Exercise prompt:
Would you copy only the lines below, beginning with the one that contains "Query: book on console" and running through the last entry line?

Extracted records:

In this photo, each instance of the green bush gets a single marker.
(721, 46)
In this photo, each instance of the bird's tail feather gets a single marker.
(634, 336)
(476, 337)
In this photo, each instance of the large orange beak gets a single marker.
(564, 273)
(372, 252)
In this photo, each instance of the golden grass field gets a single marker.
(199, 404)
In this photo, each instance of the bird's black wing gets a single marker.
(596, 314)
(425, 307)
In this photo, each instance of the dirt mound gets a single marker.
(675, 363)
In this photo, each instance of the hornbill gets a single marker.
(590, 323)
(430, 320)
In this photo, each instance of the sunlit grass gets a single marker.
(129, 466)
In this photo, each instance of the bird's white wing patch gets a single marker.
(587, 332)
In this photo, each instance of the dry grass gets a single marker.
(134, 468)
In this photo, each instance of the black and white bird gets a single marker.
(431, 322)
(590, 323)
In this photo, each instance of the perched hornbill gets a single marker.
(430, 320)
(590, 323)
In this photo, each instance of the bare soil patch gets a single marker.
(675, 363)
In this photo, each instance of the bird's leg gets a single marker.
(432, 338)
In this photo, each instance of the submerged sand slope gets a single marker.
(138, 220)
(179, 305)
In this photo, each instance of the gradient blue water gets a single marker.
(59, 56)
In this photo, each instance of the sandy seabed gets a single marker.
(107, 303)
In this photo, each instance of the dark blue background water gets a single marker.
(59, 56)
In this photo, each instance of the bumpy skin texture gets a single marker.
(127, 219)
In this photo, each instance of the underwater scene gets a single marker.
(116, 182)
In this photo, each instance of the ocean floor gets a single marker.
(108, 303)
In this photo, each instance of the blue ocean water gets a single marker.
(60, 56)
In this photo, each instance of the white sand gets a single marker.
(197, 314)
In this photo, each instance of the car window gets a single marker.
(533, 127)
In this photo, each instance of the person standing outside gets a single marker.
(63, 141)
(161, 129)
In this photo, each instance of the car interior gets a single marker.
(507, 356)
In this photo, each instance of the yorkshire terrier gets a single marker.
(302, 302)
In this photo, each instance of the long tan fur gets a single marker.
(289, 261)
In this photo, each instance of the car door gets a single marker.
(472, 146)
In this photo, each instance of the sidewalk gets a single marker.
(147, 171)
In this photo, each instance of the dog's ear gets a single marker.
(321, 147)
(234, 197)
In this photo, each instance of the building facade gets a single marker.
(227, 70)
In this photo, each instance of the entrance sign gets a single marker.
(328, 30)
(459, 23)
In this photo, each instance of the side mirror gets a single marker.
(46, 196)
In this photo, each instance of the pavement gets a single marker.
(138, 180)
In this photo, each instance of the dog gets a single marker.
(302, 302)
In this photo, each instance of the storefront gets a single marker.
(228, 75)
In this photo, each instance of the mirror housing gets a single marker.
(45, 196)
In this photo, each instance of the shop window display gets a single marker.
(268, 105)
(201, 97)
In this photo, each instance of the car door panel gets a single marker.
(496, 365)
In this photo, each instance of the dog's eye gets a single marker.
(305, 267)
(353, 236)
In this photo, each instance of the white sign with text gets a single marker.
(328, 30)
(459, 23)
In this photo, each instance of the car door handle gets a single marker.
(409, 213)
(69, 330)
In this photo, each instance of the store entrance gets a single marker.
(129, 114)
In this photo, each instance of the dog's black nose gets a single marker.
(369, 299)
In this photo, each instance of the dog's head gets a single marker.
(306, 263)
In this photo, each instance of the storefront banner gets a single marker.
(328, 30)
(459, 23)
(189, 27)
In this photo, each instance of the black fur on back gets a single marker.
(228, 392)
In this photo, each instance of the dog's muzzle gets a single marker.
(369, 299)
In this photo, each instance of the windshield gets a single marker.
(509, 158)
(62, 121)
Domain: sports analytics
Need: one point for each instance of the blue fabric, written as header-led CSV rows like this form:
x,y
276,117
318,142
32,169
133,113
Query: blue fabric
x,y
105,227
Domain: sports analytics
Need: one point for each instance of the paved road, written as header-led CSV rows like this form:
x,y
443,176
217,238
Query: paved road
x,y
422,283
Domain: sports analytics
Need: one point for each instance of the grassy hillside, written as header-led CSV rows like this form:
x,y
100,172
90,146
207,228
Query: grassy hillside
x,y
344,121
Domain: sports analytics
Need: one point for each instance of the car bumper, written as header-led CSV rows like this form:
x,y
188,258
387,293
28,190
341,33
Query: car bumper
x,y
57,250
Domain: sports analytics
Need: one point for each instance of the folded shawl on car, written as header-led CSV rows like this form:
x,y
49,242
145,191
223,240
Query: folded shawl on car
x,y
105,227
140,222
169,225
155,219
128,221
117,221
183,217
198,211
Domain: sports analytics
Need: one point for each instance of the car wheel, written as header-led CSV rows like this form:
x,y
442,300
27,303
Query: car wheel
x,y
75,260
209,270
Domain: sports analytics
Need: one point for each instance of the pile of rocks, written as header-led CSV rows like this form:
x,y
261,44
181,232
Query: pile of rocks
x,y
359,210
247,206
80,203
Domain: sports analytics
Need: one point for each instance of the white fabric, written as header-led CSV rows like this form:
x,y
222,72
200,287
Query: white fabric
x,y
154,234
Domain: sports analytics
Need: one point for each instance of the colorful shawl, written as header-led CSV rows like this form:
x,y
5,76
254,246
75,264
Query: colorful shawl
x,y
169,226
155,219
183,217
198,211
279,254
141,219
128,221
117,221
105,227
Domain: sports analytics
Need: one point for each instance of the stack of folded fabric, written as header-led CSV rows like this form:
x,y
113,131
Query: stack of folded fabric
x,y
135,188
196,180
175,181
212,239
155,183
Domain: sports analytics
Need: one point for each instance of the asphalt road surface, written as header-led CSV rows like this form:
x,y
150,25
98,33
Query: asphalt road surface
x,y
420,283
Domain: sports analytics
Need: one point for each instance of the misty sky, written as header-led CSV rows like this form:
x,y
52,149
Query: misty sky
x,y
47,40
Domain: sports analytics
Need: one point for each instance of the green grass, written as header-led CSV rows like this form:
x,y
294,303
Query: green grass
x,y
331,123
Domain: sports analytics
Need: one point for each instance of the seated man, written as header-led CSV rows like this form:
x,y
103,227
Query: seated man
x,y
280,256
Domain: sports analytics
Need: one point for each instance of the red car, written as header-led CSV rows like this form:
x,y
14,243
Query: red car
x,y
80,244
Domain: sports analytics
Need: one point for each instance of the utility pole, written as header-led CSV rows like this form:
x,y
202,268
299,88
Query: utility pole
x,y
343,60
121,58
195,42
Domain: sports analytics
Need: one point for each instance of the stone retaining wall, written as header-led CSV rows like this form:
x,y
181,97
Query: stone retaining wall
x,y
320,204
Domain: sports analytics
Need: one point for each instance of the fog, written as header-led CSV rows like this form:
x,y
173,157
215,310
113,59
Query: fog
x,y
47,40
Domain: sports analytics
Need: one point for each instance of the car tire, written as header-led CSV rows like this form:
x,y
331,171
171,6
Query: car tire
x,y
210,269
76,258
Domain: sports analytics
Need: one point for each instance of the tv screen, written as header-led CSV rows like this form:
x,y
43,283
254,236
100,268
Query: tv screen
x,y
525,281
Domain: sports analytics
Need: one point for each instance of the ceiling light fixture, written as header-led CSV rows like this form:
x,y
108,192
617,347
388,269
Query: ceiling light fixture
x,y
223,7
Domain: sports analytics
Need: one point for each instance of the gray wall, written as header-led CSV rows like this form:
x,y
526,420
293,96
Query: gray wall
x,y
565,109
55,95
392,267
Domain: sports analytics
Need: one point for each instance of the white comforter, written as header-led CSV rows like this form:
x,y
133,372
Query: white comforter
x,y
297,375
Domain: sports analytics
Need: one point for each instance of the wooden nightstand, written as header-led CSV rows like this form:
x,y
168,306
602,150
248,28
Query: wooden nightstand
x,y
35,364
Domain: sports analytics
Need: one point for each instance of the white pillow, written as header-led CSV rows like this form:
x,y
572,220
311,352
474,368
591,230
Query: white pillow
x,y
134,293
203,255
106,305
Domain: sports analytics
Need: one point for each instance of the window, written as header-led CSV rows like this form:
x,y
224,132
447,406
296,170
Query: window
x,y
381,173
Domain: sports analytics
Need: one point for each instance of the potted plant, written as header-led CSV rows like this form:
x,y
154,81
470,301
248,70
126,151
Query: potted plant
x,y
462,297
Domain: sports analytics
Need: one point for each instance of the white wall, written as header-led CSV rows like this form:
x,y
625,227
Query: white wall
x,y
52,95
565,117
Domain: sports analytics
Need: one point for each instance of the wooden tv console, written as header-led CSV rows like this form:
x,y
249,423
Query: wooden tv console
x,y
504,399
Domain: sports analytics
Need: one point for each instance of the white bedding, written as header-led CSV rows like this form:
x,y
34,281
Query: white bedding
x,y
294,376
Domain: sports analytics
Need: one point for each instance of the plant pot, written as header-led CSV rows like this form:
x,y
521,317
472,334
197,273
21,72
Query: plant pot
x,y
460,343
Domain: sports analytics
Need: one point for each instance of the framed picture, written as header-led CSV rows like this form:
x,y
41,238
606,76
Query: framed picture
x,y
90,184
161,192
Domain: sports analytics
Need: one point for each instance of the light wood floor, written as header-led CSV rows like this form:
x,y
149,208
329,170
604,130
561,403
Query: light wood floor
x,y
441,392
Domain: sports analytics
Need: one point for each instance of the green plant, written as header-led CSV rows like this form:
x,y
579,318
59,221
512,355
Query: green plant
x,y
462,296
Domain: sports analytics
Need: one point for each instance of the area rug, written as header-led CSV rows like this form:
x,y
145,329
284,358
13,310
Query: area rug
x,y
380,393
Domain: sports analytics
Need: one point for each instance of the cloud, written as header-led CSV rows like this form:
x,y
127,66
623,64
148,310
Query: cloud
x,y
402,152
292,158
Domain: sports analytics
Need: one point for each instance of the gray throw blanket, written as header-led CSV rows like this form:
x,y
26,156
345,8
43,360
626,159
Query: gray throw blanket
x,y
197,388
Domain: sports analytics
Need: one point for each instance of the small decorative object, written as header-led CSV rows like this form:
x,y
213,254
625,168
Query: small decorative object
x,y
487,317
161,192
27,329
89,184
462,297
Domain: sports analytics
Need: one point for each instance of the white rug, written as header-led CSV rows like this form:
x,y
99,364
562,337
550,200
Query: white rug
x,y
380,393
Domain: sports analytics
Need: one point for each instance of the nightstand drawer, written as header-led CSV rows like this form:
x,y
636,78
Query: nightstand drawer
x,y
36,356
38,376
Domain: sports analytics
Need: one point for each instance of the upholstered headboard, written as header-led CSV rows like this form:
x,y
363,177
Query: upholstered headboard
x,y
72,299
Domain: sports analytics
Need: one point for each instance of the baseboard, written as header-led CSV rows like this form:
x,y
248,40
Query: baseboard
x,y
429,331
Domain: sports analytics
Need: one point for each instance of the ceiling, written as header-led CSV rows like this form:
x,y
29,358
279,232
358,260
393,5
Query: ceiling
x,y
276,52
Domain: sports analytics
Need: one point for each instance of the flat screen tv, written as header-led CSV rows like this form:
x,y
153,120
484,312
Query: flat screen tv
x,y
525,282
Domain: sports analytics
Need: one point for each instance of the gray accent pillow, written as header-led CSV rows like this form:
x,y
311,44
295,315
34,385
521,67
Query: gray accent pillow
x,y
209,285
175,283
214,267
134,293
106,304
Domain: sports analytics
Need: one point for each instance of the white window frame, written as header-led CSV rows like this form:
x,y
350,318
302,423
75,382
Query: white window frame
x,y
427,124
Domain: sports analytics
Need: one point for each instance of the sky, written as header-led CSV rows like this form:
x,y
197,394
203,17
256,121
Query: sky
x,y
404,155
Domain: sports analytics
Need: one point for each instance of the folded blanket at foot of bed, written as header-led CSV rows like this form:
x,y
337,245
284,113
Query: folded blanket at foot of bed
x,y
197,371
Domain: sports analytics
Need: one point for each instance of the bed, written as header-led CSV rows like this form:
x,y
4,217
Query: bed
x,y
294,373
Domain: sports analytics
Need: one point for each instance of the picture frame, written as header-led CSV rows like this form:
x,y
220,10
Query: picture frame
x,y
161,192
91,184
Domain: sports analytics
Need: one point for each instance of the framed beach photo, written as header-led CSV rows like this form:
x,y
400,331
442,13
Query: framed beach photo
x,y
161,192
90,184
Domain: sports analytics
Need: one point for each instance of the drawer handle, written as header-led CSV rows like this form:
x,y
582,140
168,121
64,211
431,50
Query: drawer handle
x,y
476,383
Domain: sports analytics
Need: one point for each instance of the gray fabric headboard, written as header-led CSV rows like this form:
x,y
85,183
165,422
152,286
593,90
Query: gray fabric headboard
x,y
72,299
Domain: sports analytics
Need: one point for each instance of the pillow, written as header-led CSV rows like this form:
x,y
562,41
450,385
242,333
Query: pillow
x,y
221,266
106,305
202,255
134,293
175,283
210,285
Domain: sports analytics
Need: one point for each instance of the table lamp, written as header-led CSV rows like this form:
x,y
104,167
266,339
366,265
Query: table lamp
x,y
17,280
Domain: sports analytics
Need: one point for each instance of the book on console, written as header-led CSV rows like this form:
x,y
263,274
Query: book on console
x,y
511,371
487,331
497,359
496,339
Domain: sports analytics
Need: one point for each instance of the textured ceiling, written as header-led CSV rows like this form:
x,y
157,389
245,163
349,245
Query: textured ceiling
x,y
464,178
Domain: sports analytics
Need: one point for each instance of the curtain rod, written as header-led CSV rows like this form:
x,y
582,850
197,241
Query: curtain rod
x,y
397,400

Response below:
Query: book on console
x,y
511,371
487,331
497,359
496,339
Domain: sports analytics
Need: one point for each instance of the textured ceiling, written as header-led CSV rows like this form:
x,y
157,389
245,163
349,245
Query: textured ceiling
x,y
464,178
Domain: sports analytics
Need: one point for each instance of the curtain rod, written as header-led CSV rows like this form:
x,y
582,850
197,241
Query: curtain rod
x,y
397,400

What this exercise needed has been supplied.